(WHAT TO WORK ON)
Rewrite the part of the items that opens with the line containing "Annotate the green button" and runs through the end of the items as a Markdown table with the columns No. and Text. Give each line its own numbered row and leave out blank lines.

(DATA SUPPLIED)
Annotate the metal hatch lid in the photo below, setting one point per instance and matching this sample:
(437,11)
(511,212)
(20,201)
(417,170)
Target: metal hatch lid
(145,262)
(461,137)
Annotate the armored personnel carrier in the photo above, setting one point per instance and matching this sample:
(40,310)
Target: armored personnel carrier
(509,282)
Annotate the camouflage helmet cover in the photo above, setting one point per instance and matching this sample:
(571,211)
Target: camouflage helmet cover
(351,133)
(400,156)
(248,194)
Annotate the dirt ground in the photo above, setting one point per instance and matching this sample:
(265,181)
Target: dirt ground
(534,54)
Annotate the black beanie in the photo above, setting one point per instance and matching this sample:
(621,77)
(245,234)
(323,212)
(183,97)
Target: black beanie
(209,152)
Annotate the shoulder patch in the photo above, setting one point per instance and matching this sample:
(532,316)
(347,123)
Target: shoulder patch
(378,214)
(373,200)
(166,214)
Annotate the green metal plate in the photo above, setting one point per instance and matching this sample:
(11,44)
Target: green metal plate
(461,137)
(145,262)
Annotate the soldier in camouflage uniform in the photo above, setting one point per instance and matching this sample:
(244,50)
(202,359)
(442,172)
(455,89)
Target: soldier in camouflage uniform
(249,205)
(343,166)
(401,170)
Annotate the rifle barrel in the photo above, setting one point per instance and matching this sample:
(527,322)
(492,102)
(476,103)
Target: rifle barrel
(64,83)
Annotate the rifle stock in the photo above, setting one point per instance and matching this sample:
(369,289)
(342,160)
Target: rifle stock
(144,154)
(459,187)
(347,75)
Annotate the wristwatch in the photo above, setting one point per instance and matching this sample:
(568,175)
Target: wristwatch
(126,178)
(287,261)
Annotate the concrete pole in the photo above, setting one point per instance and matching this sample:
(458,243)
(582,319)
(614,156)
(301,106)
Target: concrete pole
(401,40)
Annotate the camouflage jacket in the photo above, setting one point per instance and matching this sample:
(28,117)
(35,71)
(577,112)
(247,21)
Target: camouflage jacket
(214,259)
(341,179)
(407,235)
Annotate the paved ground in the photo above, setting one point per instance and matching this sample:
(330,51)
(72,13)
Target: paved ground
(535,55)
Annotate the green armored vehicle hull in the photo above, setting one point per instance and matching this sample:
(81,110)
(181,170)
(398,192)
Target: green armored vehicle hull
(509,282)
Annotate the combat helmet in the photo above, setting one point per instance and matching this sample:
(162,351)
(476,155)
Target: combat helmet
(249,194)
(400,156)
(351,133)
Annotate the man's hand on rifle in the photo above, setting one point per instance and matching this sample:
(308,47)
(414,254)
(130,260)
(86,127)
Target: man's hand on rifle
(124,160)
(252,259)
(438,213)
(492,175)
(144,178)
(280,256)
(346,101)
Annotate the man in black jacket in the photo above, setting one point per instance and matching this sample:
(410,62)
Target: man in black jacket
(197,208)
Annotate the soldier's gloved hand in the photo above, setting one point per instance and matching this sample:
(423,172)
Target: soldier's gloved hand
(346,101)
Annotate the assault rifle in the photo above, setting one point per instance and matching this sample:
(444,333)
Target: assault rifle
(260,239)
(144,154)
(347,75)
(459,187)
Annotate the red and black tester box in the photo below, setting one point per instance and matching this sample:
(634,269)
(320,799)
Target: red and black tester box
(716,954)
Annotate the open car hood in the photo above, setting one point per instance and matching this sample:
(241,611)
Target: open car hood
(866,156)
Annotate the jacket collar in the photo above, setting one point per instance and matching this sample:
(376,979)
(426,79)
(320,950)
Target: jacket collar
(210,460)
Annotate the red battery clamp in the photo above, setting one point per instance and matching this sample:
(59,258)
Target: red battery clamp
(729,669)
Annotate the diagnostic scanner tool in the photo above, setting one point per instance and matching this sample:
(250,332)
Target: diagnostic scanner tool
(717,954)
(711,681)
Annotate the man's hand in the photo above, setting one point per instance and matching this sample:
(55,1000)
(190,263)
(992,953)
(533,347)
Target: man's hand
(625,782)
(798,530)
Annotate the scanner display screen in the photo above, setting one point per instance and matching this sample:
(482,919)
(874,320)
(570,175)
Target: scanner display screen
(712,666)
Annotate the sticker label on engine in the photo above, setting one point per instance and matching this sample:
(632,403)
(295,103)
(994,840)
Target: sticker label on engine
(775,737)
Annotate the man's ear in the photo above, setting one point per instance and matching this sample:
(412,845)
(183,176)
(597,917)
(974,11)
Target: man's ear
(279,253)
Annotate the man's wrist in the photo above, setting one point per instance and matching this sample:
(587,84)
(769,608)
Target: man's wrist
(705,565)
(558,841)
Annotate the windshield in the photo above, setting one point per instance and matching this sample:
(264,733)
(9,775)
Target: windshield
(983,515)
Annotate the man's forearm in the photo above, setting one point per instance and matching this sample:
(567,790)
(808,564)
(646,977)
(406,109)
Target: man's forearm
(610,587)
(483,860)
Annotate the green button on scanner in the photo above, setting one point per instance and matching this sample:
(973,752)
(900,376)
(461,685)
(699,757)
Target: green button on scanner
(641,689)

(CORRECT RESPONSE)
| No. | Text |
|---|---|
| 1 | Annotate the green button on scanner in the photo above, setting one point per instance and matching this sample: |
| 2 | (973,752) |
| 3 | (900,376) |
| 4 | (461,685) |
| 5 | (699,757) |
| 6 | Target: green button on scanner |
| 7 | (641,689) |